──────── Teks Sumber ────────

Direktur Jenderal Pengawasan Sumber Daya Kelautan dan Perikanan (PSDKP) Eko Djalmo Asmadi di Jakarta, Selasa (30/5/2017, menjelaskan, proses pemulangan tujuh nelayan tersebut juga melibatkan Ditjen PSDKP bersama Konsulat Jenderal (Konjen) Republik Indonesia untuk Australia di Darwin.
Ketujuh nelayan yang dipulangkan tersebut, adalah Yuyun, Ayumin, Tami, Ical, Suardin Mbala, Yadi, dan La Zaludi. Mereka adalah warga Desa Maginti, Kabupaten Muna, Sulawesi Tenggara. Ketujuhnya adalah awak kapal KM Koguno yang berbendera Indonesia dan ditangkap oleh otoritas Australia karena tuduhan melakukan kegiatan penangkapan ikan tanpa ijin di perairan Australia.
Menurut Eko, Yuyun dan Ayumin dipulangkan lebih dulu pada 19 Mei. Sementara, kelima nelayan lainnya dipulangkan pada 26 Mei atau berselang tujuh hari kemudian. Mereka semua, kata dia, dipulangkan dari Darwin ke Indonesia melalui Bandara Ngurah Rai di Denpasar, Bali.
(baca : Catatan 2015 : Perlindungan Nelayan Masih Lemah)
“Setelah tiba di Indonesia, mereka dipulangkan menggunakan pesawat menuju Kendari, Sulawesi Tenggara. Di Kendari, mereka diserahkan langsung kepada pihak keluarga,” jelas dia.
Pemulangan tujuh nelayan tersebut, ungkap Eko, merupakan bagian dari program pemulangan nelayan yang dilaksanakan pada tahun ini. Total, hingga saat ini sudah ada 13 nelayan yang berhasil dipulangkan Pemerintah Indonesia dari Australia ke berbagai provinsi di Tanah Air.
“Ini dilakukan KKP bekerjasama dengan Kemenlu sejak diterbitkannya Instruksi Presiden Nomor 15 Tahun 2011 tentang Perlindungan Nelayan,” tutur dia.
Selain memulangkan nelayan Indonesia, Eko menyebutkan, Pemerintah juga membantu pemulangan nelayan luar negeri yang bermasalah di perairan Indonesia. Sepanjang 2016, kata dia, nelayan yang dipulangkan sebanyak 115 nelayan, yang terdiri dari 80 orang dari Malaysia, 28 orang dari Australia, dan 7 orang dari Thailand.

──────── Kumpulan Data ────────

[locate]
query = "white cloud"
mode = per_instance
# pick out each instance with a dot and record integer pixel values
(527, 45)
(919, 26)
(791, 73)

────────

__Tujuan__
Jawablah pertanyaan berikut berdasarkan teks tentang pemulangan nelayan:
(a) Ketujuh nelayan itu merupakan warga desa dan kabupaten mana?
(b) Melalui bandara apa mereka dipulangkan dari Darwin ke Indonesia?
(c) Berapa orang nelayan asal Malaysia yang dipulangkan sepanjang 2016?

__Hasil Tugas__
(a) Desa Maginti, Kabupaten Muna, Sulawesi Tenggara.
(b) Bandara Ngurah Rai di Denpasar, Bali.
(c) 80 orang.